WHAT TO WORK ON
Report how many lines of the material contain the word "wheel", giving only the number. Case counts.

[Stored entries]

============

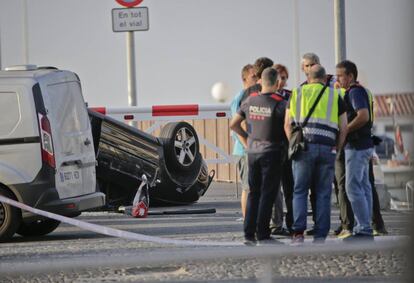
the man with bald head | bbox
[285,64,347,244]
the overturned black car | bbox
[88,110,214,209]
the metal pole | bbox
[0,26,2,70]
[23,0,29,64]
[292,0,300,87]
[126,31,137,106]
[334,0,346,63]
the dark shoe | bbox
[257,237,283,246]
[342,234,374,244]
[243,237,257,246]
[306,228,315,236]
[372,227,388,237]
[272,227,292,236]
[290,232,305,246]
[334,225,342,236]
[312,238,325,245]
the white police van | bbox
[0,65,105,241]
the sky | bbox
[0,0,414,107]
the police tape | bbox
[0,195,243,246]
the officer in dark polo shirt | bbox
[230,68,286,245]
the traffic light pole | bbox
[334,0,346,63]
[126,31,137,106]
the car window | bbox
[48,82,89,134]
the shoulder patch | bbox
[270,93,284,101]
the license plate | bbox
[59,166,82,184]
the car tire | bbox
[0,187,22,242]
[17,219,60,237]
[160,122,201,172]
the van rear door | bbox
[44,75,96,199]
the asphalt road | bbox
[0,184,410,282]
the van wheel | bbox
[160,122,201,171]
[17,219,60,237]
[0,187,22,242]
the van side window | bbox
[0,91,21,138]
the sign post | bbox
[112,0,149,106]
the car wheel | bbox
[0,187,22,242]
[160,122,201,171]
[17,219,60,236]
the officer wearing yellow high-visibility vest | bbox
[285,65,347,244]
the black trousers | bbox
[244,151,282,240]
[270,158,293,233]
[335,150,385,231]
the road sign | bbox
[112,7,149,32]
[115,0,144,8]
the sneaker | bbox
[334,225,342,236]
[306,228,315,236]
[342,234,374,244]
[312,238,325,245]
[372,228,388,237]
[291,232,305,246]
[272,227,292,236]
[257,237,283,246]
[243,237,257,246]
[337,229,352,239]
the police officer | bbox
[230,67,286,245]
[285,65,347,244]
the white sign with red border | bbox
[115,0,144,8]
[112,7,149,32]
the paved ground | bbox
[0,184,410,282]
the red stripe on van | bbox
[152,104,198,117]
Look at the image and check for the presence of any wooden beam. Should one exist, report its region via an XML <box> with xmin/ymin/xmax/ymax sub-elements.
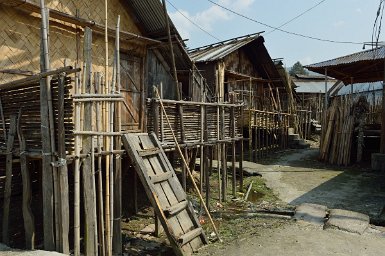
<box><xmin>57</xmin><ymin>75</ymin><xmax>70</xmax><ymax>254</ymax></box>
<box><xmin>39</xmin><ymin>0</ymin><xmax>56</xmax><ymax>251</ymax></box>
<box><xmin>2</xmin><ymin>115</ymin><xmax>17</xmax><ymax>245</ymax></box>
<box><xmin>0</xmin><ymin>0</ymin><xmax>161</xmax><ymax>44</ymax></box>
<box><xmin>82</xmin><ymin>28</ymin><xmax>97</xmax><ymax>255</ymax></box>
<box><xmin>17</xmin><ymin>110</ymin><xmax>35</xmax><ymax>250</ymax></box>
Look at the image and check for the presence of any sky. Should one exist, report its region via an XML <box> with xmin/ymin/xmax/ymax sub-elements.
<box><xmin>166</xmin><ymin>0</ymin><xmax>385</xmax><ymax>67</ymax></box>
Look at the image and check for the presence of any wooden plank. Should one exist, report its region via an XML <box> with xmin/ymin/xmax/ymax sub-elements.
<box><xmin>57</xmin><ymin>75</ymin><xmax>70</xmax><ymax>254</ymax></box>
<box><xmin>164</xmin><ymin>201</ymin><xmax>188</xmax><ymax>216</ymax></box>
<box><xmin>82</xmin><ymin>28</ymin><xmax>97</xmax><ymax>255</ymax></box>
<box><xmin>138</xmin><ymin>148</ymin><xmax>161</xmax><ymax>157</ymax></box>
<box><xmin>122</xmin><ymin>134</ymin><xmax>183</xmax><ymax>256</ymax></box>
<box><xmin>139</xmin><ymin>135</ymin><xmax>193</xmax><ymax>252</ymax></box>
<box><xmin>2</xmin><ymin>115</ymin><xmax>17</xmax><ymax>245</ymax></box>
<box><xmin>149</xmin><ymin>172</ymin><xmax>173</xmax><ymax>184</ymax></box>
<box><xmin>39</xmin><ymin>0</ymin><xmax>56</xmax><ymax>251</ymax></box>
<box><xmin>17</xmin><ymin>111</ymin><xmax>35</xmax><ymax>250</ymax></box>
<box><xmin>141</xmin><ymin>135</ymin><xmax>203</xmax><ymax>251</ymax></box>
<box><xmin>178</xmin><ymin>228</ymin><xmax>203</xmax><ymax>246</ymax></box>
<box><xmin>150</xmin><ymin>133</ymin><xmax>187</xmax><ymax>202</ymax></box>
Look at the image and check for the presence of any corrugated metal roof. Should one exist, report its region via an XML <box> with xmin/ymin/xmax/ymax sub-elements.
<box><xmin>337</xmin><ymin>82</ymin><xmax>382</xmax><ymax>95</ymax></box>
<box><xmin>189</xmin><ymin>33</ymin><xmax>260</xmax><ymax>62</ymax></box>
<box><xmin>305</xmin><ymin>47</ymin><xmax>385</xmax><ymax>68</ymax></box>
<box><xmin>127</xmin><ymin>0</ymin><xmax>179</xmax><ymax>37</ymax></box>
<box><xmin>294</xmin><ymin>80</ymin><xmax>336</xmax><ymax>93</ymax></box>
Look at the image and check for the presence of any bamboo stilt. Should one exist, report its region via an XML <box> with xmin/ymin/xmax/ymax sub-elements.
<box><xmin>40</xmin><ymin>0</ymin><xmax>55</xmax><ymax>251</ymax></box>
<box><xmin>156</xmin><ymin>88</ymin><xmax>222</xmax><ymax>242</ymax></box>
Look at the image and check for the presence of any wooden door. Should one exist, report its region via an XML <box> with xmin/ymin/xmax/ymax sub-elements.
<box><xmin>120</xmin><ymin>54</ymin><xmax>144</xmax><ymax>131</ymax></box>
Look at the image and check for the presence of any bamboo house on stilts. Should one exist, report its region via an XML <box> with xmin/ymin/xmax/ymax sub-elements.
<box><xmin>189</xmin><ymin>33</ymin><xmax>305</xmax><ymax>161</ymax></box>
<box><xmin>307</xmin><ymin>46</ymin><xmax>385</xmax><ymax>166</ymax></box>
<box><xmin>0</xmin><ymin>0</ymin><xmax>243</xmax><ymax>255</ymax></box>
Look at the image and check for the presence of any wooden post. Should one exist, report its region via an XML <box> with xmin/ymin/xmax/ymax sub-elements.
<box><xmin>17</xmin><ymin>110</ymin><xmax>35</xmax><ymax>250</ymax></box>
<box><xmin>82</xmin><ymin>28</ymin><xmax>97</xmax><ymax>255</ymax></box>
<box><xmin>247</xmin><ymin>78</ymin><xmax>253</xmax><ymax>162</ymax></box>
<box><xmin>253</xmin><ymin>111</ymin><xmax>258</xmax><ymax>162</ymax></box>
<box><xmin>0</xmin><ymin>97</ymin><xmax>7</xmax><ymax>142</ymax></box>
<box><xmin>203</xmin><ymin>106</ymin><xmax>208</xmax><ymax>210</ymax></box>
<box><xmin>2</xmin><ymin>115</ymin><xmax>17</xmax><ymax>245</ymax></box>
<box><xmin>177</xmin><ymin>104</ymin><xmax>187</xmax><ymax>191</ymax></box>
<box><xmin>95</xmin><ymin>73</ymin><xmax>106</xmax><ymax>256</ymax></box>
<box><xmin>230</xmin><ymin>107</ymin><xmax>237</xmax><ymax>198</ymax></box>
<box><xmin>218</xmin><ymin>107</ymin><xmax>227</xmax><ymax>202</ymax></box>
<box><xmin>40</xmin><ymin>0</ymin><xmax>55</xmax><ymax>251</ymax></box>
<box><xmin>57</xmin><ymin>74</ymin><xmax>69</xmax><ymax>254</ymax></box>
<box><xmin>239</xmin><ymin>106</ymin><xmax>244</xmax><ymax>192</ymax></box>
<box><xmin>74</xmin><ymin>66</ymin><xmax>81</xmax><ymax>256</ymax></box>
<box><xmin>104</xmin><ymin>0</ymin><xmax>112</xmax><ymax>256</ymax></box>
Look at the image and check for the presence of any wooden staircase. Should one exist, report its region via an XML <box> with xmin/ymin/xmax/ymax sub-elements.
<box><xmin>122</xmin><ymin>133</ymin><xmax>207</xmax><ymax>255</ymax></box>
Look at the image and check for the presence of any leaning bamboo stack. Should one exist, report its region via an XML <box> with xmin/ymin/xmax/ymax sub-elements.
<box><xmin>320</xmin><ymin>97</ymin><xmax>355</xmax><ymax>166</ymax></box>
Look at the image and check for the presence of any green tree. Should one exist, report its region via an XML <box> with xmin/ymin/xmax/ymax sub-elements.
<box><xmin>289</xmin><ymin>61</ymin><xmax>309</xmax><ymax>76</ymax></box>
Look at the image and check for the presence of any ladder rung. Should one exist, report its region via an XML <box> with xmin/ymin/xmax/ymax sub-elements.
<box><xmin>178</xmin><ymin>228</ymin><xmax>203</xmax><ymax>246</ymax></box>
<box><xmin>150</xmin><ymin>172</ymin><xmax>172</xmax><ymax>183</ymax></box>
<box><xmin>138</xmin><ymin>148</ymin><xmax>161</xmax><ymax>157</ymax></box>
<box><xmin>164</xmin><ymin>201</ymin><xmax>188</xmax><ymax>216</ymax></box>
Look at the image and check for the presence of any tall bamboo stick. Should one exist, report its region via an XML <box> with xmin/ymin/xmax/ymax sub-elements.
<box><xmin>40</xmin><ymin>0</ymin><xmax>55</xmax><ymax>251</ymax></box>
<box><xmin>104</xmin><ymin>0</ymin><xmax>112</xmax><ymax>256</ymax></box>
<box><xmin>112</xmin><ymin>15</ymin><xmax>122</xmax><ymax>255</ymax></box>
<box><xmin>96</xmin><ymin>73</ymin><xmax>106</xmax><ymax>256</ymax></box>
<box><xmin>155</xmin><ymin>88</ymin><xmax>222</xmax><ymax>242</ymax></box>
<box><xmin>74</xmin><ymin>66</ymin><xmax>81</xmax><ymax>256</ymax></box>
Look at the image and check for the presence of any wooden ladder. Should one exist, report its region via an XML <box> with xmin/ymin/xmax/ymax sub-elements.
<box><xmin>122</xmin><ymin>133</ymin><xmax>207</xmax><ymax>255</ymax></box>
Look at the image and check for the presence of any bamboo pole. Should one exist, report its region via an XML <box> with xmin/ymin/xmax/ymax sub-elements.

============

TASK OUTPUT
2